**WORK TO COMPLETE:** For the entries below, count the lines that contain the word "cross" and reply with that number only.

**MATERIALS PROVIDED:**

BEGIN

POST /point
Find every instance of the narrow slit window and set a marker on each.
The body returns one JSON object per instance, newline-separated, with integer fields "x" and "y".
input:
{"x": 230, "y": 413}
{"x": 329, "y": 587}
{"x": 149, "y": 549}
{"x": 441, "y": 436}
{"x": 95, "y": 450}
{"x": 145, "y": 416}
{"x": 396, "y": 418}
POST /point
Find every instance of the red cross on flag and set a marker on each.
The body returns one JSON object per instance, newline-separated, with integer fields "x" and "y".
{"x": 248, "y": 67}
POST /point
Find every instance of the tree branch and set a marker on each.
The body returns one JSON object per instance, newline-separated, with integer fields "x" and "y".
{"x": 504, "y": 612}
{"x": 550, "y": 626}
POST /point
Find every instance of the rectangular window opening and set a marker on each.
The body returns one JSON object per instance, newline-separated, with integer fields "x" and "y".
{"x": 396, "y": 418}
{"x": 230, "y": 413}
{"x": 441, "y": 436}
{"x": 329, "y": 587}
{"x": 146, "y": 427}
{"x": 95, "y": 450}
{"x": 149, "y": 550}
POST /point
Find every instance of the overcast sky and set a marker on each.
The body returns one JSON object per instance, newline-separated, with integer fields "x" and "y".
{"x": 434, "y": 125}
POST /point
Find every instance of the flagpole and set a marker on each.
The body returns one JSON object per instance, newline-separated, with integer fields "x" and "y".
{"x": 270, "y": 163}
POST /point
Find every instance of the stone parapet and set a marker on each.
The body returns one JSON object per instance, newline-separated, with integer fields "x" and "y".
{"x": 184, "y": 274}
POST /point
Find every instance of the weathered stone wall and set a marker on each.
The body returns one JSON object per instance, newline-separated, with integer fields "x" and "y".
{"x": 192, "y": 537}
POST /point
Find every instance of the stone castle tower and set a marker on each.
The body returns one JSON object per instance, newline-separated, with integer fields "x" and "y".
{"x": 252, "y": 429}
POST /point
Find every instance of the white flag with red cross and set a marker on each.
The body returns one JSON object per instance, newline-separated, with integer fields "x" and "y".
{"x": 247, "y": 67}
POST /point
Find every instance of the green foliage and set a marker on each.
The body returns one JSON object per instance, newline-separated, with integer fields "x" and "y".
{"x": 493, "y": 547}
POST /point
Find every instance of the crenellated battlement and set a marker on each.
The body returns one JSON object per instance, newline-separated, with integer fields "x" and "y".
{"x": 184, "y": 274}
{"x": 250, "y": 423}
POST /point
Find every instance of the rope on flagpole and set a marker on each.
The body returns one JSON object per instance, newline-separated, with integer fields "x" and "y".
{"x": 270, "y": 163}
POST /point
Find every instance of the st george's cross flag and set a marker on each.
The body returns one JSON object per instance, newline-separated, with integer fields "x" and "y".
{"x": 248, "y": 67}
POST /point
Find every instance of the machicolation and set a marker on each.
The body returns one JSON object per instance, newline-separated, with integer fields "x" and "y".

END

**ANSWER AREA:** 3